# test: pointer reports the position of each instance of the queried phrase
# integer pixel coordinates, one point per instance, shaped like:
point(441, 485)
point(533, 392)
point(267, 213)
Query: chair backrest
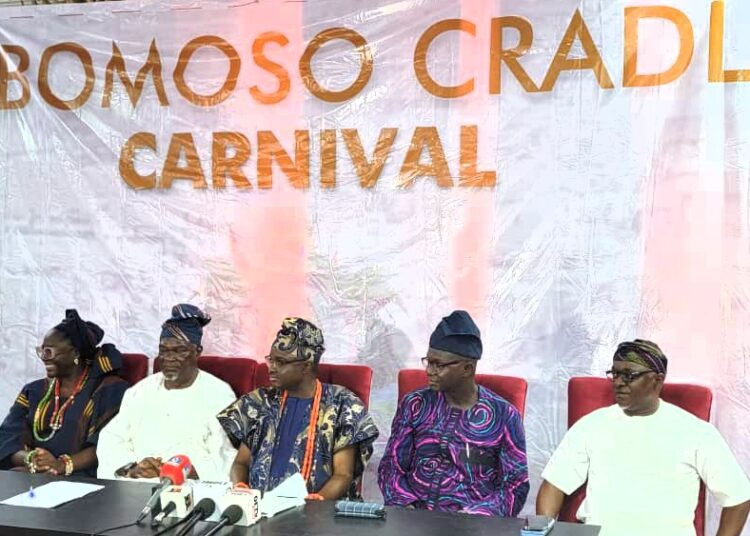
point(356, 378)
point(238, 372)
point(588, 394)
point(510, 388)
point(134, 368)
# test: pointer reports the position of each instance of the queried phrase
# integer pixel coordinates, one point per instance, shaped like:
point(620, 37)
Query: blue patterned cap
point(185, 324)
point(458, 334)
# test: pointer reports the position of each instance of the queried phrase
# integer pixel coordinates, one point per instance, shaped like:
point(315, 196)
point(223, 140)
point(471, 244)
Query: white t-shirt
point(159, 422)
point(644, 472)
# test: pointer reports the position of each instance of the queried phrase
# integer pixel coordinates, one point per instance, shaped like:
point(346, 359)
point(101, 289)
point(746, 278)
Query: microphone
point(230, 516)
point(248, 500)
point(158, 518)
point(173, 472)
point(201, 511)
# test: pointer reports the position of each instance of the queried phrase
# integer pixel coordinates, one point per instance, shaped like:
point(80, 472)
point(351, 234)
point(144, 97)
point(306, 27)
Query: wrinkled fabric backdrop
point(617, 213)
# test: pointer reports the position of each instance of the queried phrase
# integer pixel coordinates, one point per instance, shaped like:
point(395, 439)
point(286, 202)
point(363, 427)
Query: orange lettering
point(182, 142)
point(425, 137)
point(272, 67)
point(223, 165)
point(88, 68)
point(510, 56)
point(16, 75)
point(152, 66)
point(229, 83)
point(269, 149)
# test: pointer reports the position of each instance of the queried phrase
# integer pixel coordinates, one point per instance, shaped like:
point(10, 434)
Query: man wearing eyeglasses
point(455, 446)
point(644, 459)
point(171, 412)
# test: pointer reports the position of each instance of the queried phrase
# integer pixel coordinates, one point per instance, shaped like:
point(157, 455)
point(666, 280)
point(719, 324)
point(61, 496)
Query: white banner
point(572, 173)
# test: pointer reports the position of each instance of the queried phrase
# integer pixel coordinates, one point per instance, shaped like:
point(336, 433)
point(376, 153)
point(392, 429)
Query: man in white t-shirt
point(643, 459)
point(171, 412)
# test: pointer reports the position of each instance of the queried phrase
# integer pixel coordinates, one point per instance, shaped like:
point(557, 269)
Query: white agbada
point(644, 472)
point(159, 422)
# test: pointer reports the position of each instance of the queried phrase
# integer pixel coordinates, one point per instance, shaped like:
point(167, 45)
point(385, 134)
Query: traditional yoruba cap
point(458, 334)
point(84, 336)
point(300, 335)
point(185, 324)
point(644, 353)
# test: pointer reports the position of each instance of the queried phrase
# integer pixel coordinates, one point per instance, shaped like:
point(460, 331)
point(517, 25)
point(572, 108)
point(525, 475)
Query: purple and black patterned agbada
point(443, 458)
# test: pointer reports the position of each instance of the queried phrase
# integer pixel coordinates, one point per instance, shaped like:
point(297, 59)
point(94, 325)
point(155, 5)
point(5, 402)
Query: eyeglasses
point(49, 352)
point(436, 365)
point(275, 363)
point(626, 375)
point(179, 354)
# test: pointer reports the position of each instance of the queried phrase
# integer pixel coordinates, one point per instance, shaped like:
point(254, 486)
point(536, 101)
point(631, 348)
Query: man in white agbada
point(644, 459)
point(171, 412)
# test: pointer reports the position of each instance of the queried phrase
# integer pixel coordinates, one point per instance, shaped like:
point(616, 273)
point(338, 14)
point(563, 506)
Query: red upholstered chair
point(134, 368)
point(356, 378)
point(588, 394)
point(510, 388)
point(238, 372)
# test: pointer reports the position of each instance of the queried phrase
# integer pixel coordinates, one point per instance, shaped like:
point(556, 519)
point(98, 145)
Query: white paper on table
■ ■ ■ ■
Write out the whole listing exactly, with no pictures.

ANSWER SPACE:
# test: pointer reports the position of each instance of the queried phrase
# integer pixel coordinates, one point per instance, shaped like:
point(441, 485)
point(533, 392)
point(267, 213)
Query: chair backrest
point(356, 378)
point(238, 372)
point(588, 394)
point(510, 388)
point(134, 368)
# test: pointer reports the position of each instance of the queried phrase
# integer pixel coordinates, one point per instance, shaped like:
point(620, 37)
Query: blue patterned cap
point(185, 324)
point(458, 334)
# test: pointer reports the position of each instance of the queried phrase
# integer pixel coordinates, one point per instance, shaped like:
point(315, 196)
point(223, 140)
point(471, 244)
Query: white t-shirt
point(159, 422)
point(644, 472)
# test: pointer reports the position of each instance of the queried phrase
# integer pixel coordinates, one point per instance, shaped like:
point(346, 359)
point(101, 289)
point(746, 278)
Query: microphone
point(230, 516)
point(248, 500)
point(158, 518)
point(173, 472)
point(201, 511)
# test: pointer reports the position of each instance of the queried phrase
# integer pixel coordinates, one point per instance, shaped like:
point(80, 472)
point(351, 234)
point(144, 97)
point(306, 27)
Query: wrinkled fabric backdrop
point(617, 213)
# test: pointer reports the position of each instance of the queried phrase
# integer pixel coordinates, one point per instance, shaped like:
point(395, 439)
point(286, 202)
point(363, 427)
Query: orange lettering
point(182, 142)
point(425, 137)
point(272, 67)
point(223, 165)
point(88, 68)
point(510, 56)
point(16, 75)
point(152, 66)
point(229, 83)
point(269, 149)
# test: pointer reports the position of each instance of the queried phrase
# integer pixel coordinates, one point per instance, shaped like:
point(10, 434)
Query: man wearing eyeglasses
point(455, 446)
point(644, 459)
point(171, 412)
# test: pointer reports the position of each instance of the queried phrase
# integer pixel coordinates, one point per instance, shaped like:
point(157, 455)
point(666, 280)
point(719, 324)
point(61, 496)
Query: white banner
point(572, 173)
# test: pointer reports the position of each instance of the queried phrase
# integer pixel coordinates, one point per instance, shaped like:
point(336, 433)
point(376, 153)
point(392, 429)
Query: man in white t-shirt
point(643, 459)
point(171, 412)
# test: pointer reports the position of each instance of the queried phrase
# integer pixel coordinates, one point per instance, shaped like:
point(557, 269)
Query: white agbada
point(644, 472)
point(159, 422)
# test: pointer reports the position of each instance of the queried phrase
# integer pixel coordinates, one point per instance, shaped like:
point(167, 45)
point(385, 134)
Query: traditional yoruba cap
point(458, 334)
point(84, 336)
point(300, 335)
point(185, 324)
point(644, 353)
# test: pointer reports the position of each instance of the queried phrase
# integer pixel coordinates, one point per instance, shaped like:
point(460, 331)
point(517, 25)
point(572, 108)
point(525, 475)
Query: purple and black patterned agbada
point(443, 458)
# test: pointer reports the position of each instance of the queried phrase
# integer pixel coordinates, one point per instance, shaped like:
point(297, 59)
point(94, 325)
point(155, 5)
point(5, 402)
Query: eyeglasses
point(49, 352)
point(436, 365)
point(275, 363)
point(626, 375)
point(179, 354)
# test: pointer reports the position of each instance of the queried phrase
# integer pixel coordinates, one point per instance, shaped like:
point(254, 486)
point(536, 101)
point(631, 348)
Query: man in white agbada
point(644, 459)
point(171, 412)
# test: pointer reports the position of each instance of the queried phrase
# integer pixel coordinates, one point per instance, shaped like:
point(616, 273)
point(338, 14)
point(563, 506)
Query: red upholstered chair
point(134, 368)
point(356, 378)
point(588, 394)
point(510, 388)
point(238, 372)
# test: pointer reports the position of each instance of the queried phrase
# integer pixel coordinates, one point per instance, shaped like:
point(556, 519)
point(98, 145)
Query: white paper on table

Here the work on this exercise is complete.